Directions for this task: Each record needs to be echoed exactly; can you do that?

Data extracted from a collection
===

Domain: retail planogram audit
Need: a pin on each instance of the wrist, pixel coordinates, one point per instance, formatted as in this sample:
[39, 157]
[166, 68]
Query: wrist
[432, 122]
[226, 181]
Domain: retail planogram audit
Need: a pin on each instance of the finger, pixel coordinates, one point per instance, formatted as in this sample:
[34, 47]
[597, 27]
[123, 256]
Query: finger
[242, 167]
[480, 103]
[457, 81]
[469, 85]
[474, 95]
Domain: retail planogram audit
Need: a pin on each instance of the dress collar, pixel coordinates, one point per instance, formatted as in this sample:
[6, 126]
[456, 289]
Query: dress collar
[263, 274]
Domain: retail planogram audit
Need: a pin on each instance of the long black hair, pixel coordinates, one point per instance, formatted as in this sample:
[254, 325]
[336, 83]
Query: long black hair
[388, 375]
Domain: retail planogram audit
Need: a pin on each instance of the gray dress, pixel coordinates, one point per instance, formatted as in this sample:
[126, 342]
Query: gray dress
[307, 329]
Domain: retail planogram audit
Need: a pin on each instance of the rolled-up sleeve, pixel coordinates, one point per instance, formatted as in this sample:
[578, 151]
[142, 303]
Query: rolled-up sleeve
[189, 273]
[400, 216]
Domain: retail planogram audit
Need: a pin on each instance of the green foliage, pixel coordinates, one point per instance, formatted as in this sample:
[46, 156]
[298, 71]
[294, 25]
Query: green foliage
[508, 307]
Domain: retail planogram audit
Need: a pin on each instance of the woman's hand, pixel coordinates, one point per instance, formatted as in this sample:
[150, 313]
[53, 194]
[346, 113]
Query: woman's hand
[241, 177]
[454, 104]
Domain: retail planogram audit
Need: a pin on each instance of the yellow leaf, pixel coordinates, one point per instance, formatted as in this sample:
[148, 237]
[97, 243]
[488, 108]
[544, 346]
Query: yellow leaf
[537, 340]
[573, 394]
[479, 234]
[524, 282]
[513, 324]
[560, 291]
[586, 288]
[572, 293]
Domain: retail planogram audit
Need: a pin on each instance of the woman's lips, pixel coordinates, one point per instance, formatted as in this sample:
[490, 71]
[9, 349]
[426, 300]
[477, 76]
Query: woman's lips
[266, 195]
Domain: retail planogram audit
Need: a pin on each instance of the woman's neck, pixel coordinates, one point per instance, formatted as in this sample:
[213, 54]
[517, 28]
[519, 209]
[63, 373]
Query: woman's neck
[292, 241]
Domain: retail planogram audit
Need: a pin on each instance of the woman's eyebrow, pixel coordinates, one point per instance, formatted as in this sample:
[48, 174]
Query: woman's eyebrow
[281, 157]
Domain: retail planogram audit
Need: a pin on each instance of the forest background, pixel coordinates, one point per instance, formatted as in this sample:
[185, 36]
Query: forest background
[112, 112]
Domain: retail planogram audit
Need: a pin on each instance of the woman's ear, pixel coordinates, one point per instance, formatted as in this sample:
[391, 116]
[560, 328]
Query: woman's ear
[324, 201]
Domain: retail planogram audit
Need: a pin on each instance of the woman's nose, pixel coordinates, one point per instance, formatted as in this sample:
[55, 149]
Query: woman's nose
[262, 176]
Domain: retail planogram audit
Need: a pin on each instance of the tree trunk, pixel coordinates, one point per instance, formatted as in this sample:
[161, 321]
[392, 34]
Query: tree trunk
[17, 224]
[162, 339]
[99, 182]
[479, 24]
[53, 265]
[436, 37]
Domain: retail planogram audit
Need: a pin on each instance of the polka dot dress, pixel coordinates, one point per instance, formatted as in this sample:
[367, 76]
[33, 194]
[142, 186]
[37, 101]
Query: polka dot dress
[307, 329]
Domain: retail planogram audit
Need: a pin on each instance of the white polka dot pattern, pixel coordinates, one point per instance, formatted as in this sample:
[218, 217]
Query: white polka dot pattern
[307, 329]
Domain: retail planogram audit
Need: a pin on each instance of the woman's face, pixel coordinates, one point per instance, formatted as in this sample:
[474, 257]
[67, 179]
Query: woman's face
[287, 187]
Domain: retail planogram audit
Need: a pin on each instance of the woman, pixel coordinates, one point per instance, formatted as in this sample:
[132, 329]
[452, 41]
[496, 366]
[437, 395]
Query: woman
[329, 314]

===

Answer to this task:
Domain: retail planogram audit
Need: a pin on each instance of the wrist, pixel coordinates, one point per instance, formatted as in this sample:
[39, 157]
[166, 68]
Query: wrist
[432, 122]
[226, 181]
Domain: retail planogram audit
Need: a pin on each instance of the finger, pixel coordinates, one point per instance, formatted as in this sample:
[34, 47]
[597, 27]
[123, 256]
Query: finger
[242, 167]
[480, 103]
[457, 81]
[469, 85]
[474, 95]
Domain: retail planogram audit
Need: a pin on each instance of the dress collar, pixel coordinates, one point per instance, formatted as in this sample:
[6, 126]
[456, 289]
Query: dress collar
[263, 274]
Domain: retail planogram audit
Need: a pin on each instance of the long black hair, pixel coordinates, one point per instance, formatted as in this sample:
[254, 325]
[336, 83]
Query: long black hair
[388, 375]
Domain: retail planogram audit
Need: a pin on each instance of the gray dress, pixel coordinates, one point per instance, formatted as in this sample:
[126, 342]
Query: gray dress
[307, 329]
Domain: retail planogram audit
Need: a pin on each instance of the rolled-up sleeve, pixel coordinates, one point per instance, formatted as in this sample:
[578, 151]
[142, 303]
Query: rolled-up sleeve
[189, 273]
[400, 216]
Domain: retail planogram audit
Need: a pin on each instance of the green foliage, pixel coordinates, one point per instance, formatted as in this sample:
[46, 156]
[298, 71]
[294, 25]
Query: green foliage
[508, 307]
Domain: retail planogram audit
Need: a pin on each instance of the woman's hand, pixel coordinates, one point per instance, formatted as in this sample:
[150, 313]
[53, 194]
[346, 113]
Query: woman's hand
[241, 177]
[454, 104]
Domain: retail planogram audit
Need: a pin on each instance of the yellow leaf, pixel coordinates, one point per instance, formatted as in this sample:
[148, 237]
[97, 243]
[488, 108]
[544, 346]
Query: yellow leaf
[537, 340]
[573, 394]
[479, 234]
[524, 282]
[513, 324]
[560, 291]
[586, 288]
[572, 293]
Domain: retail planogram audit
Need: a pin on each instance of the woman's lips, pixel coordinates, one point per instance, formatted as in this sample:
[490, 71]
[9, 349]
[426, 300]
[477, 76]
Query: woman's lips
[266, 195]
Domain: retail planogram audit
Need: a pin on each instance of the woman's neck, pixel coordinates, one point per instance, formatted as in this sample:
[213, 54]
[517, 28]
[519, 209]
[63, 373]
Query: woman's neck
[292, 241]
Domain: retail planogram audit
Need: a pin on each instance of the woman's eyebrow, pixel coordinates, one point per instance, formatted as in this sample:
[48, 174]
Query: woman's eyebrow
[281, 157]
Domain: retail planogram audit
Need: a pin on each instance of the forest background, pixel coordinates, one point per instance, formatted as in this sample:
[185, 36]
Query: forest background
[112, 112]
Domain: retail planogram audit
Need: a pin on each instance of the woman's ear, pixel coordinates, one point per instance, formatted as in this sample:
[391, 116]
[560, 328]
Query: woman's ear
[324, 201]
Domain: retail planogram audit
Need: a pin on each instance of the woman's nose, pixel coordinates, one point per instance, formatted as in this sample:
[55, 149]
Query: woman's nose
[262, 176]
Domain: retail planogram audit
Need: a pin on each instance of the tree trunk, pixel coordinates, one point per instance, formatted as in this sample:
[161, 321]
[392, 34]
Query: tree trunk
[17, 224]
[162, 339]
[99, 182]
[479, 24]
[53, 265]
[436, 37]
Domain: retail planogram audit
Need: a pin on each instance of the polka dot dress, pixel coordinates, one point per instance, formatted as in this sample:
[367, 76]
[33, 194]
[142, 186]
[37, 101]
Query: polka dot dress
[307, 329]
Domain: retail planogram audit
Need: a pin on each instance of the white polka dot pattern, pixel coordinates, one point per instance, formatted as in this sample:
[218, 217]
Query: white polka dot pattern
[307, 329]
Domain: retail planogram audit
Need: a pin on each instance of the woman's face, pixel coordinates, one point per instance, formatted as in this sample:
[474, 257]
[67, 179]
Query: woman's face
[287, 187]
Domain: retail planogram audit
Need: a pin on each instance of the woman, pixel coordinates, one point per instance, formatted as in this sample:
[132, 329]
[452, 41]
[496, 366]
[437, 395]
Query: woman
[329, 314]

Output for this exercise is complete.